(Fragmento del texto):
┌────────

La UP: historia del fracaso más sangriento en Colombia
Nadie sabe qué pasó exactamente. Unos porque no lo quieren recordar, a otros porque no les conviene y a millones porque no les tocó. Pero, entre 1984 y 2003, es decir, durante 29 años, los integrantes del primer partido político nacido de un proceso de paz en Colombia, la Unión Patriótica, fueron perseguidos, asesinados, desaparecidos u obligados al exilio en la campaña de eliminación política más terrorífica, sistemática e ignorada de la historia.
Lo otro que nadie sabe exactamente es cuántas personas vinculadas a la UP (y a los partidos A Luchar y Frente Popular) murieron asesinados o fueron desaparecidos en esa campaña de exterminio, aunque lo que sí se sabe es la otra cifra aterradora: cero. Nunca nadie fue encarcelado ni condenado por esos hechos, a pesar de que los hermanos Fidel y Carlos Castaño hubieran sido condenados como personas ausentes por la muerte de una persona, el candidato presidencial Bernardo Jaramillo Ossa, delito que el segundo de ellos siempre negó.
La Unión Patriótica fue el resultado de los primeros acuerdos suscritos entre el gobierno (conservador) de Belisario Betancur y las Fuerzas Armadas Revolucionarias de Colombia (FARC), en un proceso de negociación que se conoció como los acuerdos de La Uribe -municipio del Meta-, sede histórica de la guerrilla que entonces comandaban militarmente Manuel Marulanda Vélez (Pedro Antonio Marín) y políticamente Jacobo Arenas (Luis Alberto Morantes Jaimes). El primero era el líder de la guerrilla campesina liberal que, en 1964, se había levantado en armas contra el Estado como las autodefensas campesinas del Pato y Marquetalia -entonces departamento del Huila, hoy Caquetá- y el segundo era el comandante político que había llegado a la insurgencia como delegado del Partido Comunista Colombiano (PCC) cuando la guerrilla adoptó los lineamientos ideológicos de este partido, entonces en la clandestinidad.
La Unión Patriótica nació como un mecanismo para ensayar una apertura política en Colombia, pero terminó siendo una de las más grandes tragedias de la historia nacional. Para no repetir.

└────────

(Material proporcionado):
┌────────

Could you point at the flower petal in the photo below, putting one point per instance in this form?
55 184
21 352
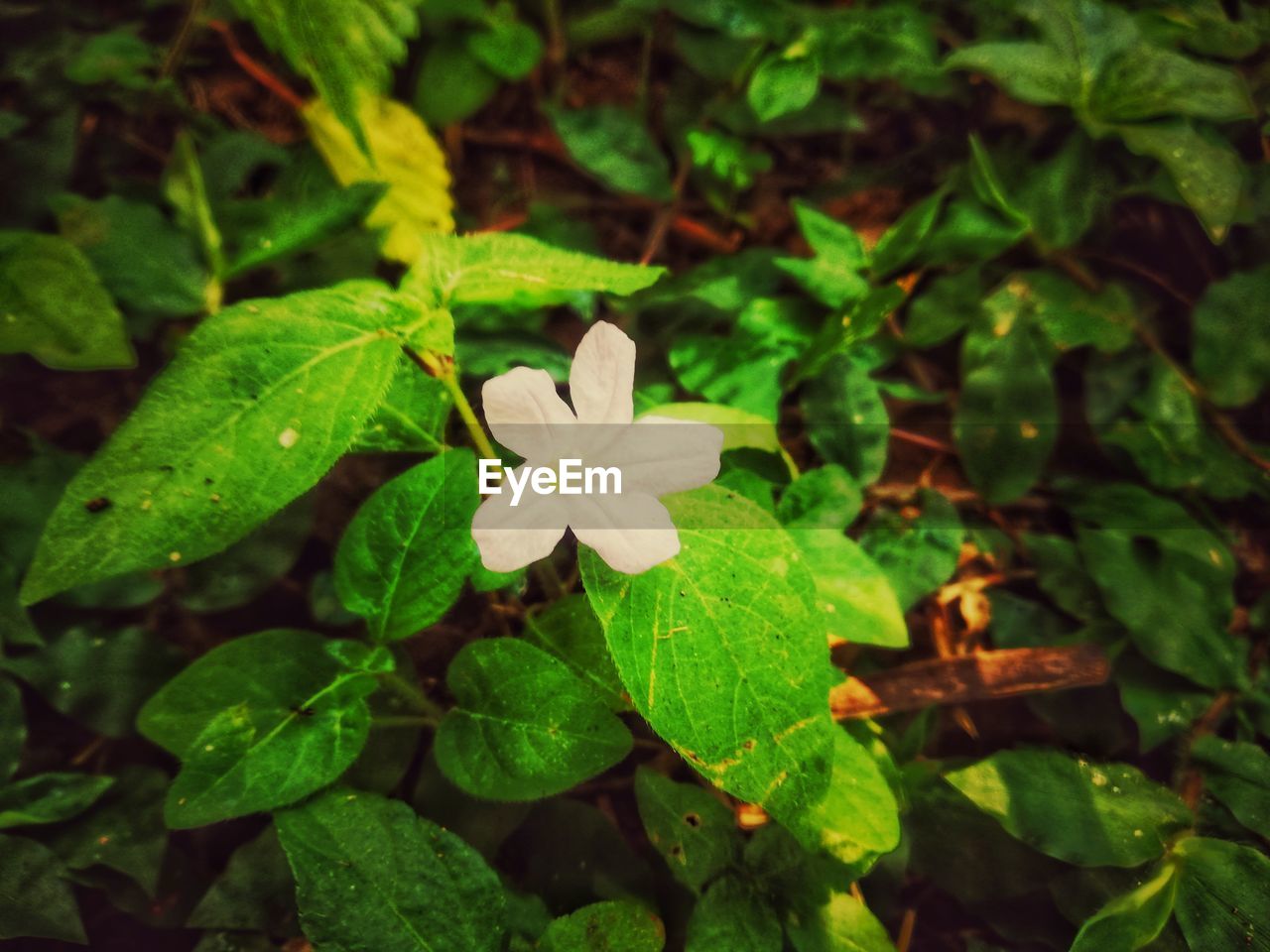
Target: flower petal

└────────

(Tareas):
1. Responde estas preguntas con datos del texto sobre la Unión Patriótica:
(a) ¿Con qué gobierno suscribieron las FARC los primeros acuerdos que dieron origen a la Unión Patriótica?
(b) ¿Por la muerte de qué candidato presidencial fueron condenados como personas ausentes los hermanos Castaño?
(c) ¿Quién comandaba políticamente a la guerrilla en la época de los acuerdos de La Uribe?
2. Prosigue el texto sobre la Unión Patriótica a partir de su última frase.
El listado no guarda ninguna relación con el texto.

(Respuestas):
1.
(a) Con el gobierno conservador de Belisario Betancur.
(b) Por la muerte de Bernardo Jaramillo Ossa.
(c) Jacobo Arenas, cuyo nombre era Luis Alberto Morantes Jaimes.

2.
El gobierno de Betancur llegó ofreciendo un plan para pacificar el país mediante la negociación política que incluía a las FARC, el Ejército Popular de Liberación (EPL), el M-19 y la guerrilla indigenista Quintín Lame. Solo el ELN rechazó la oferta gubernamental, aunque, como los primeros, también formó un grupo político en la legalidad.
La UP no era un proyecto histórico, sino un mecanismo que serviría para que los guerrilleros de las FARC entraran a la vida política y se formó a partir de convergencias y alianzas con dirigentes y militantes del PCC, de organizaciones sociales y en zonas como Urabá, de la participación de dirigentes sindicales y de políticos de los partidos liberal y conservador. Debía ser un mecanismo de transición mientras los acuerdos, casi tan avanzados como los del gobierno de Juan Manuel Santos en La Habana, se ponían en práctica.
Pero el responsable gubernamental del proceso, el ex ministro Otto Morales Benítez, renunció a su cargo sorpresivamente usando la expresión que marcó la suerte de aquellos diálogos: «En Colombia existen enemigos agazapados de la paz» y hasta el día de su muerte, casi 30 años después de esa renuncia, se negó a identificarlos públicamente.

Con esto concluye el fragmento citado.